Si algo resulta claro en el presente es que este
antagonismo popular está determinado por unas condiciones estructurales
que seguirán afianzándose si no articulamos unas resistencias colectivas
y no elaboramos un proyecto de sociedad diferente. La repolitización de
estas prácticas sociales está en curso y abre camino a la posibilidad
de de una política democrática radical. Nada garantiza que esa política
termine siendo hegemónica, pero lo que sí es seguro es que sin acciones
colectivas articuladas a nivel mundial el horizonte que se avizora se parece cada vez más a una pesadilla colectiva.
Al
menos en lo inmediato, seguiremos moviéndonos en el riesgo elevado de
una restauración autoritaria del control por parte de los guardianes del
orden. Pero nuestra salida sólo puede forjarse a fuerza de erosionar
las políticas del miedo. Más que resignarse ante la crisis, tenemos que
poner en crisis la resignación.

- _Datos proporcionados_
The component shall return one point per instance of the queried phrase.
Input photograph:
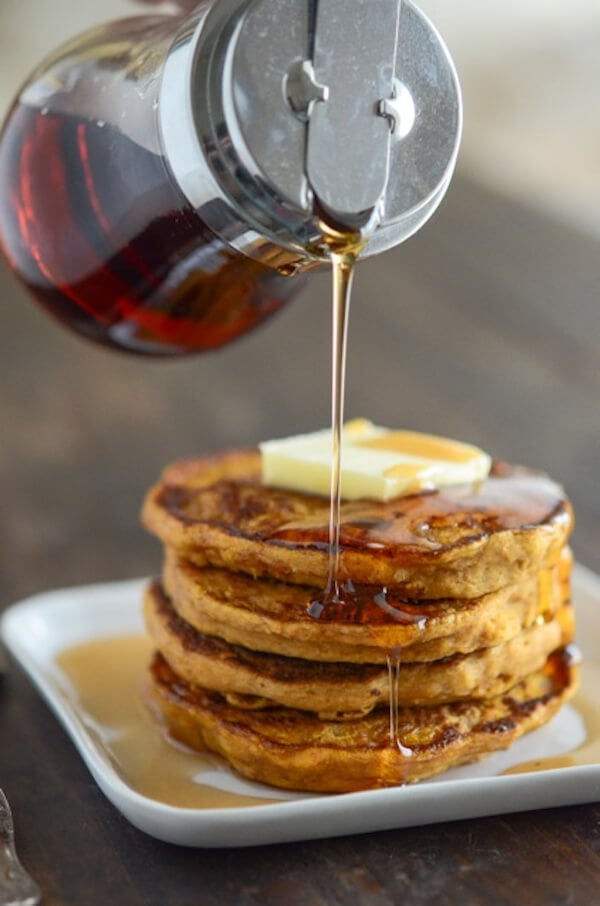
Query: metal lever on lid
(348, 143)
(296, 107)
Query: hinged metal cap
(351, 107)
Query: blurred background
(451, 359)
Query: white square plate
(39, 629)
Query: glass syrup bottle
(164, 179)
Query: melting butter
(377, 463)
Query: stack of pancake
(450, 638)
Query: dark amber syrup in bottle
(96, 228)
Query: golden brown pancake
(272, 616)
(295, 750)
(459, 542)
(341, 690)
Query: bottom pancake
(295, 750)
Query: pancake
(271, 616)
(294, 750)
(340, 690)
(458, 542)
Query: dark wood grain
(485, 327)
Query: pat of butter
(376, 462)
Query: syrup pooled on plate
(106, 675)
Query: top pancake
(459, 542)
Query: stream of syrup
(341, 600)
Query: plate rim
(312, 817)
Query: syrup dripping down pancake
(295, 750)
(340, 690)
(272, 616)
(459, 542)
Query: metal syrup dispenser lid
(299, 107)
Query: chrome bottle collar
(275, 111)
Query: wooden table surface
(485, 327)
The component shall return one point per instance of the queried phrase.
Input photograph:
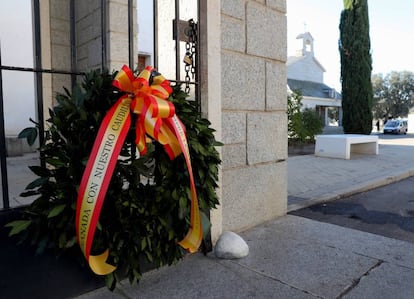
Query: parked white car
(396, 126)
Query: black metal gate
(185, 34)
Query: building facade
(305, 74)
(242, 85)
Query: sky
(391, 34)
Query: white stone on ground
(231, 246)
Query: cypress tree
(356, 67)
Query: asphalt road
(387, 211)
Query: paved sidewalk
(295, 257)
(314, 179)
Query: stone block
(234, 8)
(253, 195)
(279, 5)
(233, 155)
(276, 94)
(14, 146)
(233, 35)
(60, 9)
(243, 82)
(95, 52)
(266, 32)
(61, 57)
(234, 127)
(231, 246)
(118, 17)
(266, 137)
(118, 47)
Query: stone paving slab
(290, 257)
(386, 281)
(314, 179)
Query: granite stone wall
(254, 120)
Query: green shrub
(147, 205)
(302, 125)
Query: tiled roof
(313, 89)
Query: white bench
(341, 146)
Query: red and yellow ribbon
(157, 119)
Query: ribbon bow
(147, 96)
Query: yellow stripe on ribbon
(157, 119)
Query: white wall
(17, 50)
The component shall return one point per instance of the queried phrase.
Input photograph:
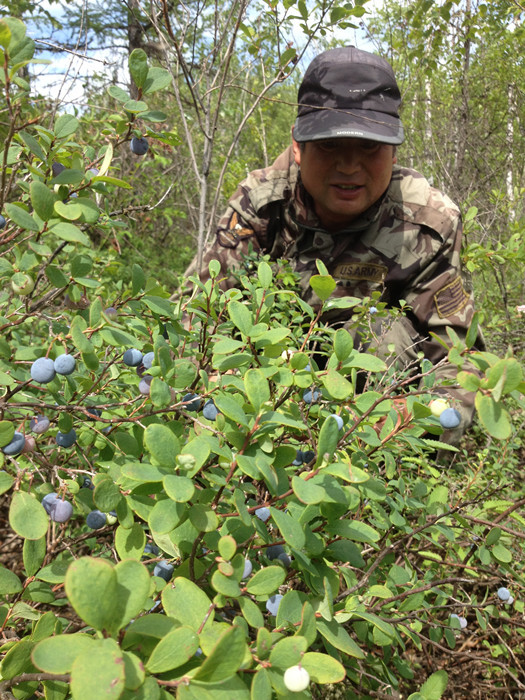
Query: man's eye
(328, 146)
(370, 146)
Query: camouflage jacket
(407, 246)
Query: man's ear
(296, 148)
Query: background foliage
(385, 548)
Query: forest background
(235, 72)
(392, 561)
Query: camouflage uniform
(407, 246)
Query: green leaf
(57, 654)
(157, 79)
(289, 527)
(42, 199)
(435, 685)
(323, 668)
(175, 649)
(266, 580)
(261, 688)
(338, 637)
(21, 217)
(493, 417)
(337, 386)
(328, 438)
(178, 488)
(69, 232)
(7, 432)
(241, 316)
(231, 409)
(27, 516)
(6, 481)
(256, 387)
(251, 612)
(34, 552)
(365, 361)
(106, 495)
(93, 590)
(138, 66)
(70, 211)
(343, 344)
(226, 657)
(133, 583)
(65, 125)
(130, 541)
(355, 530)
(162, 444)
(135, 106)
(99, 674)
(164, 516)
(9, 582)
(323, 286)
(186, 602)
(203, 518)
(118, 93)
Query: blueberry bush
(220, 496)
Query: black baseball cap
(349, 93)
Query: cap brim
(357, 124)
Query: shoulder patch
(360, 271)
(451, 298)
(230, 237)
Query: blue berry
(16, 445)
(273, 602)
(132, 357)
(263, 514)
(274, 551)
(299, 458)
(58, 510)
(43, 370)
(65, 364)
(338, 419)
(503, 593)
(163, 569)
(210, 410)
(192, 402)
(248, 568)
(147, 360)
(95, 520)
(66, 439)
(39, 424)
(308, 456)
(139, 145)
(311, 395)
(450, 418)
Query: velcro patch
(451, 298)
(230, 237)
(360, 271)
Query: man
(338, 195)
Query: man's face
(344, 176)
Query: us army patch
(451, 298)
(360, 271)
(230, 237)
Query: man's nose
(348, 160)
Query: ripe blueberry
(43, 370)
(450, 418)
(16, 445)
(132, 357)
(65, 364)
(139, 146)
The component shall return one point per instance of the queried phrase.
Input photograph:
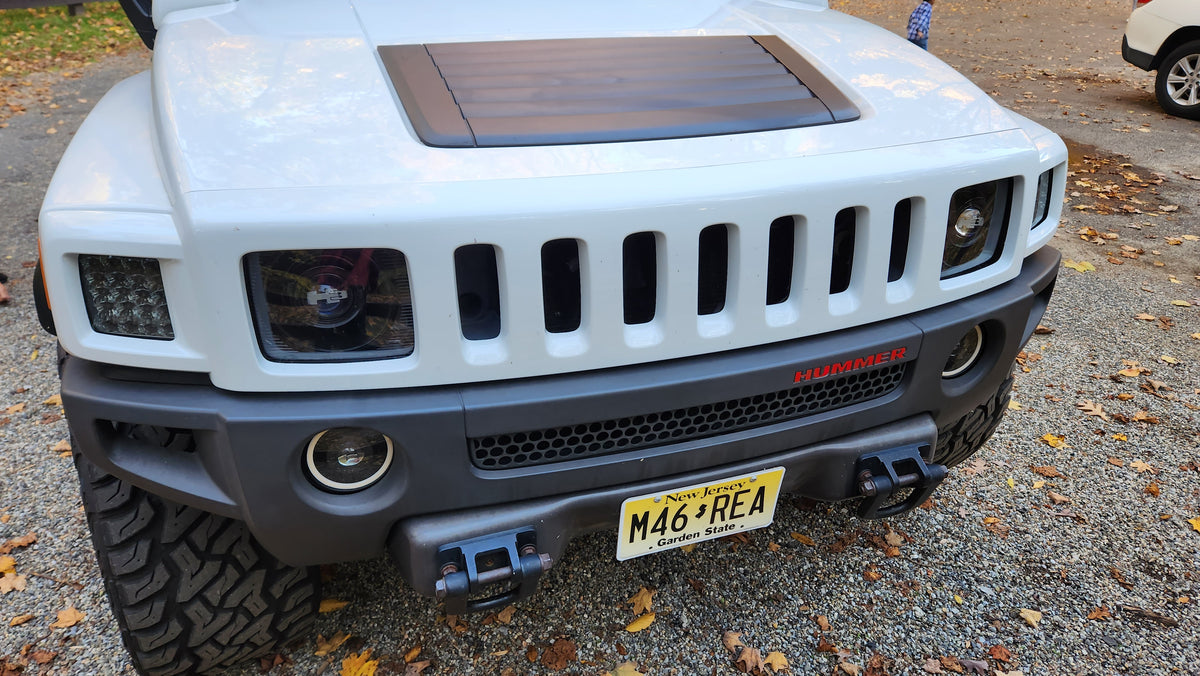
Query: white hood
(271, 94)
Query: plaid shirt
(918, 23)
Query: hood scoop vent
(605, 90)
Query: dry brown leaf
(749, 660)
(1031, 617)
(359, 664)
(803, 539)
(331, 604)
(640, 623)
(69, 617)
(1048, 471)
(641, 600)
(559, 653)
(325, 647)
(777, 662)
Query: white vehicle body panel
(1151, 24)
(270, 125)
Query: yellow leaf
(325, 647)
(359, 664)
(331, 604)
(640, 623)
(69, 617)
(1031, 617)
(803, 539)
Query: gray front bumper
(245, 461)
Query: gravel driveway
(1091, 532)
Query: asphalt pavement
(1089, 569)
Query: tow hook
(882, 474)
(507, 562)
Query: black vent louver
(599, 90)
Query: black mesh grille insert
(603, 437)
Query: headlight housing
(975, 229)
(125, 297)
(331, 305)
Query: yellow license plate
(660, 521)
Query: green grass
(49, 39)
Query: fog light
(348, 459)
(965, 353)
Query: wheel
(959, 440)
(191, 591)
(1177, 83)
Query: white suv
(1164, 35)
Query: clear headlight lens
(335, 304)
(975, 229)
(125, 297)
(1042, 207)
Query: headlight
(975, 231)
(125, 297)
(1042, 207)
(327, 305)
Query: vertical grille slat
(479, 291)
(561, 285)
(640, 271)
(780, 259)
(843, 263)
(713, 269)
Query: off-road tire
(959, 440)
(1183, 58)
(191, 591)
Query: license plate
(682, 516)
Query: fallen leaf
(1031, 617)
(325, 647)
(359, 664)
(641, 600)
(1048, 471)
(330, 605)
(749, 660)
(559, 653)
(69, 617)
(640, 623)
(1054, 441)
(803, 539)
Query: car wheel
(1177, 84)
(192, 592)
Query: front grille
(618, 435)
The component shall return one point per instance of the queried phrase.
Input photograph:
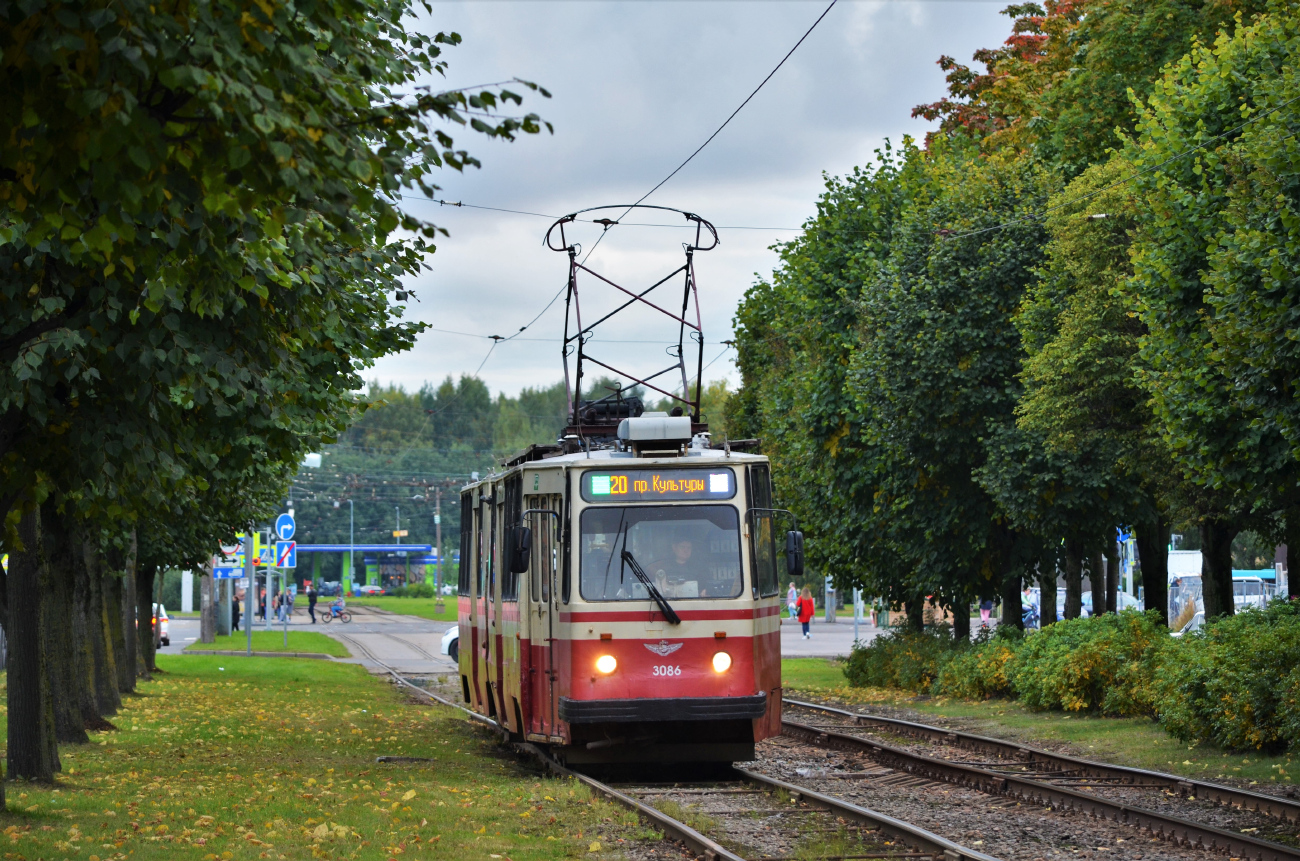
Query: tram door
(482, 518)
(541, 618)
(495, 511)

- _Tareas pendientes_
1/ Reproduce el tramo del texto que empieza en las palabras "Si algo resulta" y termina justo después de "una pesadilla colectiva.".
2/ ¿Concuerdan con el texto estas afirmaciones? Responde sí o no a cada una y cita las palabras exactas del texto que lo deciden: (a) Es seguro que la política democrática radical llegará a ser hegemónica. (b) La repolitización de estas prácticas sociales ya está en marcha. (c) Ante la crisis, lo que corresponde es resignarse.

- _Soluciones en orden_
1/
Si algo resulta claro en el presente es que este
antagonismo popular está determinado por unas condiciones estructurales
que seguirán afianzándose si no articulamos unas resistencias colectivas
y no elaboramos un proyecto de sociedad diferente. La repolitización de
estas prácticas sociales está en curso y abre camino a la posibilidad
de de una política democrática radical. Nada garantiza que esa política
termine siendo hegemónica, pero lo que sí es seguro es que sin acciones
colectivas articuladas a nivel mundial el horizonte que se avizora se parece cada vez más a una pesadilla colectiva.

2/
(a) No: «Nada garantiza que esa política termine siendo hegemónica».
(b) Sí: «La repolitización de estas prácticas sociales está en curso».
(c) No: «Más que resignarse ante la crisis, tenemos que poner en crisis la resignación».